SET OF TASKS:
1. Write out the part of the passage on historical returns starting with "In a companion" and going on through "very long run.".
2. Extend the passage on historical capital market returns, picking up after its last sentence.

===== PROVIDED TEXT =====

Understanding Historical Returns
The authors of this book, along with various collaborators of theirs, have gathered quite a few of the pieces of modern finance—pieces that, when assembled, begin to explain a lot about the way assets are priced and portfolios are constructed. Let’s start at the beginning: “Stocks, Bonds, Bills, and Inflation: Year-by-Year Historical Returns (1926–1974)” by Roger Ibbotson and Rex Sinquefield (1976a) .
This familiar work, originally published in the University of Chicago’s Journal of Business in 1976, was released as a book by the CFA Institute Research Foundation in 1977 (when the organization was called the Financial Analysts Federation). The book achieved wide distribution and influence. It addresses one of the components of NET theory: risk. How much risk is in each asset class, and what is the market price of each risk? That is, how much compensation in the form of higher return do investors, as a group, require for taking a given amount of risk?
Ibbotson and Sinquefield answered the questions of risk by measuring how much investors got as compensation for the various risks in the market. Asserting that investors conform their expectation of reward-for-risk to that which proves achievable in the market, the authors concluded that the realized reward—which, the authors revealed, had been quite large for equities as compared with bonds and bills—was a satisfactory indicator of the expected or required reward.
A New Kind of Forecasting
This insight opened up a new avenue for forecasting. Ibbotson and Sinquefield (1976b) not only measured the average return on each asset class, and thus on the difference between asset classes; they also documented all of the monthly and annual returns. Doing so made it possible to measure the variability of returns—that is, the amount of risk for which investors were being rewarded—not just the size of the reward.
By “pricing” risk in this way, Ibbotson and Sinquefield were able to extrapolate past returns into the future (making an adjustment for interest rates). They not only estimated the mean or expected return on each asset class; they also forecast the whole distribution of potential future returns. They called these extrapolations “probabilistic forecasts.”
People were already familiar with probabilistic forecasts of the weather, but in investment finance they were something new and different. Under Ibbotson and Sinquefield’s influence, probabilistic forecasts have become standard practice in financial planning. 1 “You have an X% chance of earning at least Y%”—a phrase that would have baffled most planners before Ibbotson and Sinquefield did their pioneering work—is now heard everywhere. The emphasis on risk, on deviation from the expectation, is the most important benefit of this approach.
The Supply of Capital Market Returns
But where did the money come from to provide these rich rewards?
In a companion paper to “The Demand for Capital Market Returns,” Diermeier, Ibbotson, and I noted that the aggregate return to investors in the capital markets must be set by the amount of profit that corporations can earn in the real economy. 2 We called our paper “The Supply of Capital Market Returns” (Diermeier, Ibbotson, and Siegel 1984 ), where we observed that corporate profits cannot grow indefinitely (and are unlikely to shrink indefinitely) as a percentage of GDP; thus, real corporate profit growth should proceed at about the rate of real GDP growth over the very long run.

===== ITEMS =====

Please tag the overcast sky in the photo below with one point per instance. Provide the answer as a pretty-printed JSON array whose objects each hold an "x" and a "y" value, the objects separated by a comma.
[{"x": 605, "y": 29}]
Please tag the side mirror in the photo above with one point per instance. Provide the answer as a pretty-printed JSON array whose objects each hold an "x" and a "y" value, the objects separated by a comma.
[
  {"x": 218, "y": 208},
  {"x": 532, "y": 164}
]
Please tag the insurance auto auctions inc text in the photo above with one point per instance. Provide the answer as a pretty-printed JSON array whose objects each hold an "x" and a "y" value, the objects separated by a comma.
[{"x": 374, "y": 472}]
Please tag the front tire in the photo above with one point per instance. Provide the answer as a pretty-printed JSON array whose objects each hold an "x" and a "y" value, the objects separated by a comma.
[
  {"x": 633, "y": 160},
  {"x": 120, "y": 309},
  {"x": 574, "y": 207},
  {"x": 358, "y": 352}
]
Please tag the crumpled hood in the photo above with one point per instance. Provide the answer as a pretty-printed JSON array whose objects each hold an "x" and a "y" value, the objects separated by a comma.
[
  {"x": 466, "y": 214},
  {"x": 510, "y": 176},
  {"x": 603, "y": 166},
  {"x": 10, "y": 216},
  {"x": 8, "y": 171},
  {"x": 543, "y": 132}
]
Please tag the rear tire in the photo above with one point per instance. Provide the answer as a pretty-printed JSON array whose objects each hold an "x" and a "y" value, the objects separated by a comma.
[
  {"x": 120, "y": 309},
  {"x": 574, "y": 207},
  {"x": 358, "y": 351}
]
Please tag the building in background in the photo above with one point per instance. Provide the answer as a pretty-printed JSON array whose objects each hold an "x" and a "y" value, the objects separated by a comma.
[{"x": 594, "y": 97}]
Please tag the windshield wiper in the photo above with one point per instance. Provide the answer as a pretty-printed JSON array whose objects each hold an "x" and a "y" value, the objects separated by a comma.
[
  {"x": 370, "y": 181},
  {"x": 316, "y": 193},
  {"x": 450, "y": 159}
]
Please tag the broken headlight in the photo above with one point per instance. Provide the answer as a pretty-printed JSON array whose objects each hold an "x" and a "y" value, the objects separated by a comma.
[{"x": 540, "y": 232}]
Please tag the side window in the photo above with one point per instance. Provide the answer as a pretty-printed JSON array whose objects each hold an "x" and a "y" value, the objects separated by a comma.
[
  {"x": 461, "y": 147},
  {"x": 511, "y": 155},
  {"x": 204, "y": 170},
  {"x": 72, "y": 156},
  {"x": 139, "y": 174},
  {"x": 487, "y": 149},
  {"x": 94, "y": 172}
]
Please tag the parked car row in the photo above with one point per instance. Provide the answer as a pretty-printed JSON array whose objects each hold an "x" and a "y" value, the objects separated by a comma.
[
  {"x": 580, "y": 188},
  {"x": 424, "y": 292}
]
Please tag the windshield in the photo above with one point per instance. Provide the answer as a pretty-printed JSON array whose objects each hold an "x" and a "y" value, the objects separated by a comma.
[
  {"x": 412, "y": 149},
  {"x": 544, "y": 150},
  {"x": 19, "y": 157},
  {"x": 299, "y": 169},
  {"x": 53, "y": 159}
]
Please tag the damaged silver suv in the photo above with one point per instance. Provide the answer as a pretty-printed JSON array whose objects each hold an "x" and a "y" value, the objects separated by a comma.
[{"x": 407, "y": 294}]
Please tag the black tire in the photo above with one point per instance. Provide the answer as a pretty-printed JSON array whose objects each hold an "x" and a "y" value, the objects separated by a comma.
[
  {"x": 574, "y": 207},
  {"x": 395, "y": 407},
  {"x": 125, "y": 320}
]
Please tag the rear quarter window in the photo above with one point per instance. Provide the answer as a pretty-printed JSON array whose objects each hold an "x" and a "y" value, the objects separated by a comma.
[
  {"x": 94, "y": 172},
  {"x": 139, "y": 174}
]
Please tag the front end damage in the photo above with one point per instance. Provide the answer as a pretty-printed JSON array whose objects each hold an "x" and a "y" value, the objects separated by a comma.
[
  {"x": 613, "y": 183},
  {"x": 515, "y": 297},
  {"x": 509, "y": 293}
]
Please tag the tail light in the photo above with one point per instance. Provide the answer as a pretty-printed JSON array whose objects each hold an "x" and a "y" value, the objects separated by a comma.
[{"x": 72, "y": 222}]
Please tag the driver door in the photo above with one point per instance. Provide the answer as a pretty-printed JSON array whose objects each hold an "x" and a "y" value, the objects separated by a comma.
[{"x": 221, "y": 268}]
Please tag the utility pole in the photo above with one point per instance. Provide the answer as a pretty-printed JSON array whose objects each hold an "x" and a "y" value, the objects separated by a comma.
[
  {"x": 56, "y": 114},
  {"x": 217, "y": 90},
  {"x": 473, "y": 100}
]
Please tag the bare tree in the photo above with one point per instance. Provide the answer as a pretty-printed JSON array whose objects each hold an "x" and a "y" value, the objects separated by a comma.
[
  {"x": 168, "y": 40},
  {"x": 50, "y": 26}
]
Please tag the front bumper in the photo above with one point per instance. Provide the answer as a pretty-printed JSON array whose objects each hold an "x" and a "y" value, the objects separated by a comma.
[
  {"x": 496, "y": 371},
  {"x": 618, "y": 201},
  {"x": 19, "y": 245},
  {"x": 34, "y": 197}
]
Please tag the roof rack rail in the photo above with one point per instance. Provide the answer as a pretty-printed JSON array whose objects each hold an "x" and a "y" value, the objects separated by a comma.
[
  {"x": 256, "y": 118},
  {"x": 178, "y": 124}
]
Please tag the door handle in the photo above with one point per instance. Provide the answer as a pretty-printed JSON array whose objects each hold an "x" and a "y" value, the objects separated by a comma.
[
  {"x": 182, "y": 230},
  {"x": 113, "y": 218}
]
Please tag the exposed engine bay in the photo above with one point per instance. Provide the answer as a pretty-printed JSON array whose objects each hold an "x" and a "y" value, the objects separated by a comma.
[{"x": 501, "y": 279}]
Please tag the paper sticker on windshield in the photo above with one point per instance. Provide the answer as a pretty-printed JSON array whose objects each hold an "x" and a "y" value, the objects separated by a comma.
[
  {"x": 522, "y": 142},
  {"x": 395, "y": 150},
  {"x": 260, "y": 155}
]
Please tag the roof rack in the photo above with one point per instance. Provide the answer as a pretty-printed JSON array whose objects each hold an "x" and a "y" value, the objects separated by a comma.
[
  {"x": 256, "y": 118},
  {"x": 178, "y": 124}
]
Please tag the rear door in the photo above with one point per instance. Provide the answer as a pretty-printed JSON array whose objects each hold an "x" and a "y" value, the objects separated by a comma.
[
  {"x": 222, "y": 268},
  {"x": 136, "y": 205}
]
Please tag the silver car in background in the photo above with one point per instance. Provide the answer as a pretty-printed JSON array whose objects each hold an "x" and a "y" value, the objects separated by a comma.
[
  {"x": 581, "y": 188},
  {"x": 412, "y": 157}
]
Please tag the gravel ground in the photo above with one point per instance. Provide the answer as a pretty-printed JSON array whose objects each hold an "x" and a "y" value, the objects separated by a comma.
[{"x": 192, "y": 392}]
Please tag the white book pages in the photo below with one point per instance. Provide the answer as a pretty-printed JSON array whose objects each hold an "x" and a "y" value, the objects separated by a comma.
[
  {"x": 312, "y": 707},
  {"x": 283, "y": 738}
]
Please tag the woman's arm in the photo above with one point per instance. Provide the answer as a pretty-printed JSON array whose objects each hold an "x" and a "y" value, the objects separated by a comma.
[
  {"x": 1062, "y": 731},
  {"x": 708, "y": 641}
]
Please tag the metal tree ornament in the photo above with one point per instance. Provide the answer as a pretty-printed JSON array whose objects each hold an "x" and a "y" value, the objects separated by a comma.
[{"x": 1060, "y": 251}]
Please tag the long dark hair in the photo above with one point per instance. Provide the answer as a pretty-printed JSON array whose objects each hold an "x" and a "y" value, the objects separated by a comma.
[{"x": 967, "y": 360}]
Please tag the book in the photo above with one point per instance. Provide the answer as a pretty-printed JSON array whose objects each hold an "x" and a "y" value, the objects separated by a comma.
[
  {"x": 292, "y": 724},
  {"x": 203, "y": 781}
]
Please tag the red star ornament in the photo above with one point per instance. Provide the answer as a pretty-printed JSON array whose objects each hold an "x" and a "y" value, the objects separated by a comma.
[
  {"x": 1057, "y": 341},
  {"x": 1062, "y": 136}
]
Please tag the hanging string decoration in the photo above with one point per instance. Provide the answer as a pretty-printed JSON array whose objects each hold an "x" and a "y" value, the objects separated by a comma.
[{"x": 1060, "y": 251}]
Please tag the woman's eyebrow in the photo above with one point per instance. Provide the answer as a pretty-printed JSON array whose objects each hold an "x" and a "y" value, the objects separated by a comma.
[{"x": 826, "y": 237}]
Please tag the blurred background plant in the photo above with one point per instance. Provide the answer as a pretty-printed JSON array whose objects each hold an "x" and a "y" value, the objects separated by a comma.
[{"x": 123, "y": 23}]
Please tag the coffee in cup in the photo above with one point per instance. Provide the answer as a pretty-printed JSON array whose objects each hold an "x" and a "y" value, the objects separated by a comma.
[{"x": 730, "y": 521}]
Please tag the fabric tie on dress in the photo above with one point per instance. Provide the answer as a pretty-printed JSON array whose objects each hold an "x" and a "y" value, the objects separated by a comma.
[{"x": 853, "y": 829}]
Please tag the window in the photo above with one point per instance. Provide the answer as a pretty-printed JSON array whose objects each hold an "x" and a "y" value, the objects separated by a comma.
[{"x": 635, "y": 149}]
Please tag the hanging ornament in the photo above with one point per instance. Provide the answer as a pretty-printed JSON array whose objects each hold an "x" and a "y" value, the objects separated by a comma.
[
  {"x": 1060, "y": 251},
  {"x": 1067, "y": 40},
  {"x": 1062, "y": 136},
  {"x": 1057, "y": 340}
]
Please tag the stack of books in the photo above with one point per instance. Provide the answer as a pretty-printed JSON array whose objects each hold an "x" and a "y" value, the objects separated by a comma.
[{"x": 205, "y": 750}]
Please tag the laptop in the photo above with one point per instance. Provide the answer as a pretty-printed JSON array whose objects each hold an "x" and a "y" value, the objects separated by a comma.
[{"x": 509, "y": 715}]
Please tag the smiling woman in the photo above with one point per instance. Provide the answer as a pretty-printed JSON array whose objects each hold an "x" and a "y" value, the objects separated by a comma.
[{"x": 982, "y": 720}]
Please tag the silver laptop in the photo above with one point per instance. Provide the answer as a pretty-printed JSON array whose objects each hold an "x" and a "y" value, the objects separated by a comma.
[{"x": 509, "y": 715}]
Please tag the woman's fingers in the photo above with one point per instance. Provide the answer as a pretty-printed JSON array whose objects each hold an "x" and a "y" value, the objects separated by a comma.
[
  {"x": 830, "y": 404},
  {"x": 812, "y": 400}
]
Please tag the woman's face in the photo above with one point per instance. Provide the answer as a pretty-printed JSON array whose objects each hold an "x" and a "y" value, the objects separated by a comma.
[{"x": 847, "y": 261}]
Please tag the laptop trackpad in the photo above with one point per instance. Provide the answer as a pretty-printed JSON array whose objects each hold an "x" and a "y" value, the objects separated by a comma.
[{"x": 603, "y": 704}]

=====

FINAL RESULTS:
1.
In a companion paper to “The Demand for Capital Market Returns,” Diermeier, Ibbotson, and I noted that the aggregate return to investors in the capital markets must be set by the amount of profit that corporations can earn in the real economy. 2 We called our paper “The Supply of Capital Market Returns” (Diermeier, Ibbotson, and Siegel 1984 ), where we observed that corporate profits cannot grow indefinitely (and are unlikely to shrink indefinitely) as a percentage of GDP; thus, real corporate profit growth should proceed at about the rate of real GDP growth over the very long run.

2.
Price-to-earnings ratios also cannot rise or fall indefinitely, so the real GDP growth rate, we argued, is a good proxy for the expected real capital gain of an equity portfolio. Moreover, investors receive dividends and other cash payouts, such as buybacks, and these rewards are in addition to profit growth because they are paid out of profits that are not reinvested in the company. Inflation also must be accounted for. The sum of all of these inputs gives a supply-side estimate of the return available to investors from capital markets, which is the aggregation of all the individual security returns addressed by the demand-side approach in the current book.
The authors working with Roger Ibbotson have produced several more articles on the supply model, including a Graham and Dodd Award–winning article by Ibbotson and Chen (2003) and a fine integrative piece by Straehl and Ibbotson (2017) .
The Liquidity Factor
With a market price for risk established in Stocks, Bonds, Bills, and Inflation , the natural next step was to price the other attributes, such as liquidity (which we called “marketability”), that we identified as affecting asset prices in Ibbotson et al. (1984) . In an important precursor to the current book, Ibbotson, Chen, Kim, and Hu (2013) considered one of the factors in isolation: liquidity. Their article asked whether the fact that many investors are averse to illiquidity means that illiquid assets offer superior returns to investors who are not so averse to it. In the abstract of the article, the authors wrote,
Liquidity should be given equal standing with size, value/growth, and momentum as an investment style … [and] is an economically significant indicator of long-run returns. The returns of [the] liquidity [factor] are sufficiently different from those of the other styles that it is not merely a substitute. (p. 30)
The authors back-tested a strategy based on this idea and found large excess returns earned by portfolios of illiquid stocks. By subsuming liquidity into the larger category of popularity—a stock may be popular for many reasons, liquidity being one. In a Graham and Dodd Scroll–winning article, Idzorek, Xiong, and Ibbotson (2012) applied similar concepts to mutual funds. Finally, Ibbotson and Idzorek (2014) and Idzorek and Ibbotson (2017) were the first to specifically name popularity as the embracing concept that includes liquidity and other preference-related factors, arriving at the conceptual framework that is presented in this book.
As IIKX show through empirical tests, popularity is much more than liquidity. It includes such components as brand value, competitive advantage, and reputation as well as more conventional factors, such as high growth rates, profitability, and high beta. All of these attributes, say IIKX, should be avoided by investors seeking above-market returns because assets that have these characteristics are oversubscribed by other investors. By selecting assets with the opposites of these characteristics, investors can expect to earn excess returns.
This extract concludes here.